[BEGIN Data in this exercise]
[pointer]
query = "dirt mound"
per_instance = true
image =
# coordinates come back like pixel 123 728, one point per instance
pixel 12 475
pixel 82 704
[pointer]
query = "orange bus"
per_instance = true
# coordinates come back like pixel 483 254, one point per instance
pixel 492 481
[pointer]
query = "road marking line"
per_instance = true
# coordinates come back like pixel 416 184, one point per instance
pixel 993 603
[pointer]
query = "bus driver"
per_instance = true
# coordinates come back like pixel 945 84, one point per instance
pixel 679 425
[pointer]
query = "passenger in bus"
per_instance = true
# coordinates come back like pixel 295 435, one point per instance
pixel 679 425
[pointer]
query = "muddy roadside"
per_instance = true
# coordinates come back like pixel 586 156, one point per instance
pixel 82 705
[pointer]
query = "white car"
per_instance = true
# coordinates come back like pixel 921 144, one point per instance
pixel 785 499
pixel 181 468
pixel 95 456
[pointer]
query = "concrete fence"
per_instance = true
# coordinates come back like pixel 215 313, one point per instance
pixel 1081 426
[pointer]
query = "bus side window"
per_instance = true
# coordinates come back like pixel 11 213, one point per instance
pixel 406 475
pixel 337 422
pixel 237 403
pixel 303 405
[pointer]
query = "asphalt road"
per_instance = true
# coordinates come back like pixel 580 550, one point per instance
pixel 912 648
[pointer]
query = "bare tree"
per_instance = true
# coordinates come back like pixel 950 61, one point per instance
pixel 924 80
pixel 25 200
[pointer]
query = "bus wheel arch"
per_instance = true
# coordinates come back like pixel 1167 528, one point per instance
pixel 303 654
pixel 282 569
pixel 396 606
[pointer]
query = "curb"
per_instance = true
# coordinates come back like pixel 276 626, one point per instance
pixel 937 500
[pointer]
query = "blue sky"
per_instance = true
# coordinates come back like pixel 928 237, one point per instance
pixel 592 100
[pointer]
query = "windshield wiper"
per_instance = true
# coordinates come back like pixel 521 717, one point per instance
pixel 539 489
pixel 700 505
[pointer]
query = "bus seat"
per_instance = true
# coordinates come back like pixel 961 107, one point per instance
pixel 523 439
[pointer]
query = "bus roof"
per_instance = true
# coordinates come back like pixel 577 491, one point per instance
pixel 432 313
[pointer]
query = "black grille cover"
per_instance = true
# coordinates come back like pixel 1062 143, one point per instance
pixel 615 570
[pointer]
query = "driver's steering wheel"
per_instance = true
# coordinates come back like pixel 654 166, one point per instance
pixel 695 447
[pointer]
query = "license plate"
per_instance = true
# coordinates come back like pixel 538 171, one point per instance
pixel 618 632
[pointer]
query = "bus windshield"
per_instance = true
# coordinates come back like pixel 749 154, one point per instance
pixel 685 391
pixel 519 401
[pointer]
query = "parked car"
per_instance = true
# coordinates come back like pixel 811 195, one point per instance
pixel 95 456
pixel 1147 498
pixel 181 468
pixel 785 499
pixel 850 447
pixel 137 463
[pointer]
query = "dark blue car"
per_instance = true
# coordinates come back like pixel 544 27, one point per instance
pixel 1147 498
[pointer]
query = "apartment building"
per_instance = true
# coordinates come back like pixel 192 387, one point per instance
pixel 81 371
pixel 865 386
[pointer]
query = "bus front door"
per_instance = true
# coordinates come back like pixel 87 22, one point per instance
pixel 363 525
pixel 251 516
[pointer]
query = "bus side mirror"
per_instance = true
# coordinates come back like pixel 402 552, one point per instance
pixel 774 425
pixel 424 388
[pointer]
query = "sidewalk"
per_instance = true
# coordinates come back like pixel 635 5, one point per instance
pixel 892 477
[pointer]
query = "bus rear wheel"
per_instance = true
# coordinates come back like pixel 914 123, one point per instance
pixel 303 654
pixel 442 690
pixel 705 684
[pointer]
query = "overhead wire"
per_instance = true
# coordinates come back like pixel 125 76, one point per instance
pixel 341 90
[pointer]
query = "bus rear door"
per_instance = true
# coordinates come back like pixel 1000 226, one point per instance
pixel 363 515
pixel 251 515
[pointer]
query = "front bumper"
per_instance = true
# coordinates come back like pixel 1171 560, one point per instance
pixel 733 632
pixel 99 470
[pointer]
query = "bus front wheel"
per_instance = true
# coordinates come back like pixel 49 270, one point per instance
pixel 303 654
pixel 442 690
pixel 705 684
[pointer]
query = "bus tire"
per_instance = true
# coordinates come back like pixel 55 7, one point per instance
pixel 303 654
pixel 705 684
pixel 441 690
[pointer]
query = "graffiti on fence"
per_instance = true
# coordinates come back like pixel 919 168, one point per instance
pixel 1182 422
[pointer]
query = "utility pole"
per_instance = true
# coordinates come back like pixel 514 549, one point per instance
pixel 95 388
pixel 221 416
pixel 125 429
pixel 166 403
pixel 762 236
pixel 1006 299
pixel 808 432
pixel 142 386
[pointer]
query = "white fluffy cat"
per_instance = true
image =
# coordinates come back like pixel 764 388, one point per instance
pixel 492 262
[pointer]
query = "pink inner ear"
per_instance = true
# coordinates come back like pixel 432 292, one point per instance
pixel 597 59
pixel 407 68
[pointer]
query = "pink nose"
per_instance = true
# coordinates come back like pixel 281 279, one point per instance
[END Data in this exercise]
Your instructions
Quote the listing in full, please, keeping every line exact.

Complete response
[pointer]
query = "dirt mound"
per_instance = true
image =
# coordinates come back like pixel 123 728, one point per instance
pixel 12 475
pixel 82 704
[pointer]
query = "orange bus"
per_instance = true
# coordinates come back like pixel 483 254, one point per instance
pixel 492 481
[pointer]
query = "road marking line"
per_instance = true
# coordinates come back like pixel 416 184, one point per instance
pixel 993 603
[pointer]
query = "bus driver"
per_instance = true
# coordinates come back like pixel 945 84, one point per instance
pixel 679 425
[pointer]
query = "passenger in bus"
per_instance = true
# coordinates come back like pixel 295 435, one point per instance
pixel 679 425
[pointer]
query = "muddy roadside"
per_instance = true
# coordinates come back like pixel 586 156, one point per instance
pixel 82 705
[pointer]
query = "white car"
per_instance = true
# coordinates come back like pixel 921 144, one point per instance
pixel 785 499
pixel 181 468
pixel 95 456
[pointer]
query = "concrete fence"
per_instance = true
# coordinates come back like pixel 215 313, one point per instance
pixel 1081 426
[pointer]
query = "bus side window"
per_instance = true
# coordinates come back like pixel 11 213, one point per instance
pixel 406 475
pixel 337 422
pixel 237 403
pixel 303 405
[pointer]
query = "asphalt road"
per_instance = true
# coordinates come back like pixel 580 550, one point per instance
pixel 912 648
[pointer]
query = "bare tree"
per_instance = true
# coordinates come back like pixel 950 61, one point per instance
pixel 924 80
pixel 25 200
[pointer]
query = "bus wheel arch"
per_instance = true
# coordinates come back like pixel 1167 528, one point per instance
pixel 303 654
pixel 282 569
pixel 396 606
[pointer]
query = "curb"
per_instance = true
# coordinates come back like pixel 276 626, one point per instance
pixel 937 500
[pointer]
query = "blue sky"
per_instance = true
# coordinates come back like pixel 928 237, one point per instance
pixel 592 100
[pointer]
query = "windshield wiper"
per_instance = true
# coordinates come back like pixel 521 717, one point per instance
pixel 539 489
pixel 700 505
[pointer]
query = "bus seat"
per_instance = true
# coordinates come back like pixel 961 107, one point per instance
pixel 523 439
[pointer]
query = "bus roof"
per_instance = true
# coordinates come back like pixel 577 491, one point per instance
pixel 432 313
[pointer]
query = "black grille cover"
per_instance = true
# coordinates come back like pixel 1062 143, one point per instance
pixel 615 570
[pointer]
query = "driver's steering wheel"
per_instance = true
# coordinates come back like pixel 654 166, one point per instance
pixel 695 447
[pointer]
query = "license plate"
per_instance = true
# coordinates come back like pixel 538 171, one point per instance
pixel 618 632
[pointer]
query = "bus windshield"
per_instance = true
# coordinates come back like pixel 749 154, one point per instance
pixel 685 391
pixel 519 401
[pointer]
query = "parked car"
per_instance = true
# coordinates come back like pixel 811 195, one point per instance
pixel 95 456
pixel 1147 498
pixel 181 468
pixel 785 499
pixel 850 447
pixel 137 463
[pointer]
query = "dark blue car"
per_instance = true
# coordinates come back like pixel 544 27, one point per instance
pixel 1147 498
[pointer]
query = "apartment building"
per_instance = true
# coordinates come back like pixel 192 387, one point per instance
pixel 81 371
pixel 865 386
[pointer]
query = "bus front door"
per_instance = true
# coordinates come back like pixel 87 22, one point per instance
pixel 363 525
pixel 251 516
[pointer]
query = "bus side mirror"
per_instance = true
# coordinates come back like pixel 402 552, one point per instance
pixel 774 425
pixel 424 388
[pointer]
query = "sidewalk"
per_instance = true
# coordinates come back like pixel 635 5, one point per instance
pixel 892 477
[pointer]
query = "bus rear wheel"
per_instance = true
# coordinates come back like pixel 914 123, one point per instance
pixel 303 654
pixel 442 690
pixel 705 684
[pointer]
query = "overhead wire"
per_instance = true
# coordinates come back like pixel 125 76, one point per instance
pixel 341 90
[pointer]
query = "bus rear door"
per_instance = true
# coordinates come back like pixel 1000 226, one point per instance
pixel 363 515
pixel 251 515
[pointer]
query = "front bumper"
per_instance = true
# coordinates come back like pixel 1171 560, one point per instance
pixel 733 632
pixel 99 470
[pointer]
query = "bus front wheel"
per_instance = true
# coordinates come back like pixel 49 270, one point per instance
pixel 303 654
pixel 442 690
pixel 705 684
[pointer]
query = "bus tire"
per_instance = true
# coordinates come back like pixel 55 7, one point per instance
pixel 303 654
pixel 705 684
pixel 441 690
[pointer]
query = "graffiti on fence"
per_instance = true
# coordinates come back like pixel 919 168, one point per instance
pixel 1182 422
[pointer]
query = "utility pole"
per_instance = true
# coordinates come back like pixel 514 549, one point per instance
pixel 95 388
pixel 221 416
pixel 125 429
pixel 166 403
pixel 762 236
pixel 1006 299
pixel 808 432
pixel 142 386
[pointer]
query = "white fluffy cat"
per_instance = true
image =
# coordinates come back like pixel 764 388, one point per instance
pixel 492 262
[pointer]
query = "pink inner ear"
per_instance = true
# coordinates come back like pixel 432 292, one point per instance
pixel 597 59
pixel 407 68
[pointer]
query = "pink nose"
per_instance = true
# coordinates come back like pixel 281 279, one point per instance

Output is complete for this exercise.